▸ **Task item**
Search the records below for "balustrade"; copy each line that has it.

▸ **Data under study**
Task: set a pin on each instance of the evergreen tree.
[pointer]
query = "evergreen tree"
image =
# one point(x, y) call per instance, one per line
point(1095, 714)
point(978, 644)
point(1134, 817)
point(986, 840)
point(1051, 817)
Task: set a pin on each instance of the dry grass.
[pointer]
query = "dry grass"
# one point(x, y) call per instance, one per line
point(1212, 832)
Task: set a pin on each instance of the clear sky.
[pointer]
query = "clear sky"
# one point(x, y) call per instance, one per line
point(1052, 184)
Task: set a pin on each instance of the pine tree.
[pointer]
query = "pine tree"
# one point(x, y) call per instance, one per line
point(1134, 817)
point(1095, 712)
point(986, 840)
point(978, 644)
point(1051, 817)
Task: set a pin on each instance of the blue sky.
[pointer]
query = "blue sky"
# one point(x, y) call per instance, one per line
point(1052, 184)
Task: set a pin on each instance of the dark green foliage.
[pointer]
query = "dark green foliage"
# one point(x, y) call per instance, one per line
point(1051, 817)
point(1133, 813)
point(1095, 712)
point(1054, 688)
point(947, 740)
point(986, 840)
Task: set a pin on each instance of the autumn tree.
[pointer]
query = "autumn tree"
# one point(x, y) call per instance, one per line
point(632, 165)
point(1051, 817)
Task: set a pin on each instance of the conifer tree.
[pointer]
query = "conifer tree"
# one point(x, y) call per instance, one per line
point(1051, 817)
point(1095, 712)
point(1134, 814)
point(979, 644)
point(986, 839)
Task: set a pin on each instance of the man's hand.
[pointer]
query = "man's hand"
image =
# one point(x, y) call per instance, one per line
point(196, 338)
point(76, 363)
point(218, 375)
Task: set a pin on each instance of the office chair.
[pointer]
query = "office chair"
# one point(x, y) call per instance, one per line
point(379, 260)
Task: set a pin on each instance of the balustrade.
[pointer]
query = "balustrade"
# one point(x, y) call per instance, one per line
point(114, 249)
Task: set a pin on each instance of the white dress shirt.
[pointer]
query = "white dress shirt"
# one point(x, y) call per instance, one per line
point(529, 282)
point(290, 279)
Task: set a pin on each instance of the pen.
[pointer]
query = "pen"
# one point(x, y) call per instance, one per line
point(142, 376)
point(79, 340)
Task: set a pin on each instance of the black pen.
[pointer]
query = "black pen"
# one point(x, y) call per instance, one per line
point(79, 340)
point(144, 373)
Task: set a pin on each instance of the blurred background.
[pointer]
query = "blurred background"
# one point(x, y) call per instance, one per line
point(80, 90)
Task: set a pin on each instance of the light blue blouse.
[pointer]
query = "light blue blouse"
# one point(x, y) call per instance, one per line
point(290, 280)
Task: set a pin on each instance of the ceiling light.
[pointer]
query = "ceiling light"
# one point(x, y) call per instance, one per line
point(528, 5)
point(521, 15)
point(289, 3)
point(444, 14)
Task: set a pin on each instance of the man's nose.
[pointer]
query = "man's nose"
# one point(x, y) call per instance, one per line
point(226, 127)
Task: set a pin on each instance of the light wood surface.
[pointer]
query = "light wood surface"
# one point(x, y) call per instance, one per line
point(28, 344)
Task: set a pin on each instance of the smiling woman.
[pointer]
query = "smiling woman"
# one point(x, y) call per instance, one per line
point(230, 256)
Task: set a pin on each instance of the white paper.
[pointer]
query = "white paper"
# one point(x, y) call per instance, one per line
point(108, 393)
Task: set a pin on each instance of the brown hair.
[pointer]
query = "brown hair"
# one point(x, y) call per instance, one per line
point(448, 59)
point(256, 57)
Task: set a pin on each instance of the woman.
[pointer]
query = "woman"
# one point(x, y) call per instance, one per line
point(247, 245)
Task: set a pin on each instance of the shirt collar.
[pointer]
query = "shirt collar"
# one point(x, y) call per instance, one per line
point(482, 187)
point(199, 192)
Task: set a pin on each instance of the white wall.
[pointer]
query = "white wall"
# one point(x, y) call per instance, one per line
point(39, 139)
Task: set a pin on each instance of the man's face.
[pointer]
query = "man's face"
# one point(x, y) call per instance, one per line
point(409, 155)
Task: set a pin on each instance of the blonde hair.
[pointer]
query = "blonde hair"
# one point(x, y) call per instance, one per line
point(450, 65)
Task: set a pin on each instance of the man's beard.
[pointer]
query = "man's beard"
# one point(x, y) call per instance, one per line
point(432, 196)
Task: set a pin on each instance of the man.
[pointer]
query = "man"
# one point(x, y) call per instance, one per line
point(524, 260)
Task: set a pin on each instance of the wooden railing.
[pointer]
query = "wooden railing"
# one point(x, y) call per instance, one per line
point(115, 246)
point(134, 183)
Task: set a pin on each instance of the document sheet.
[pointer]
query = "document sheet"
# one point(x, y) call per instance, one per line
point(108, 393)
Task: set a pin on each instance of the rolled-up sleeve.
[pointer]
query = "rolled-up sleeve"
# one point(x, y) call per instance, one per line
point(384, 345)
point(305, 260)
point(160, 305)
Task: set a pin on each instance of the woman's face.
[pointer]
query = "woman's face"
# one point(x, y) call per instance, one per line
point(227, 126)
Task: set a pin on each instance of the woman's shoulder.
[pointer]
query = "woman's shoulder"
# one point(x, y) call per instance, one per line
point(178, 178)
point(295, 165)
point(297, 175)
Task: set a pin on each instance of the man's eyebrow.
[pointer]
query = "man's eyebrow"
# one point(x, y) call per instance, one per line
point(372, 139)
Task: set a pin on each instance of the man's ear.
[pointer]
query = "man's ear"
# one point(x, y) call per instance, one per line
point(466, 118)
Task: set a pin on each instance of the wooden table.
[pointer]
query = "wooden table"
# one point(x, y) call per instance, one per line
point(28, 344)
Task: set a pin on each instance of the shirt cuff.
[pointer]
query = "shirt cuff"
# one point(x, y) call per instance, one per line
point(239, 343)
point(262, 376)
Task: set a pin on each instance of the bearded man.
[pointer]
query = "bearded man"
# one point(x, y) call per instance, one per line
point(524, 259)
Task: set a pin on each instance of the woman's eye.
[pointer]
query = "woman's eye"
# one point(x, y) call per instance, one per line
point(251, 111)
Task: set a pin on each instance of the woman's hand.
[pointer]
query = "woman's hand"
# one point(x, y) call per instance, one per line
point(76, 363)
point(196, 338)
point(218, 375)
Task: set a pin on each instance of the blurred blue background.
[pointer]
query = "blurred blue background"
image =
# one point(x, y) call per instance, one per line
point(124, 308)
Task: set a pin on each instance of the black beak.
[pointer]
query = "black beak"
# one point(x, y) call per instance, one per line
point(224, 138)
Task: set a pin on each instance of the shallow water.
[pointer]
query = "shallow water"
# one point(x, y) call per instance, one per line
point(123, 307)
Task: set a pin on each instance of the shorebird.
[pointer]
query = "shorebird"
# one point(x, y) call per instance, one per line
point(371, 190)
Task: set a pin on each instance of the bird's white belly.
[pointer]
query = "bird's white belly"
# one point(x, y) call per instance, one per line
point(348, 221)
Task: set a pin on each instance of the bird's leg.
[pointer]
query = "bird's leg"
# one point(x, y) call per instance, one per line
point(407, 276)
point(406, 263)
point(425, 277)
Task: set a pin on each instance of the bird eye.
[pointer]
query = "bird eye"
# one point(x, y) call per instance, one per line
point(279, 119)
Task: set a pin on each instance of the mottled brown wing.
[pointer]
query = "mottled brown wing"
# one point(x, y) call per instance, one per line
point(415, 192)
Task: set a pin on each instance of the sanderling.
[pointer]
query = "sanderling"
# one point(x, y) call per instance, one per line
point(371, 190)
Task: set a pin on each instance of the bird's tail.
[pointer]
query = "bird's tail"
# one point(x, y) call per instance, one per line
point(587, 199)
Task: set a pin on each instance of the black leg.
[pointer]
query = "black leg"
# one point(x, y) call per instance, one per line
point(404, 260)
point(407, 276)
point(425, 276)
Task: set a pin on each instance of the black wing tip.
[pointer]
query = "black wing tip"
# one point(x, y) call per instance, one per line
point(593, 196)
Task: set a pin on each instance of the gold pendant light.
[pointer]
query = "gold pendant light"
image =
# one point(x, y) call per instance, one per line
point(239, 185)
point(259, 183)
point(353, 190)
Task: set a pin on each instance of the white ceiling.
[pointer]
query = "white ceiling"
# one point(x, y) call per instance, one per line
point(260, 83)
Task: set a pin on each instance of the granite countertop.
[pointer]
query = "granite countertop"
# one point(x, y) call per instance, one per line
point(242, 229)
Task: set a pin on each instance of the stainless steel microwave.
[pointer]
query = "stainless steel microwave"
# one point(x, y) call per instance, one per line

▸ **Finished exercise**
Task: set a pin on each instance of the balustrade.
query = "balustrade"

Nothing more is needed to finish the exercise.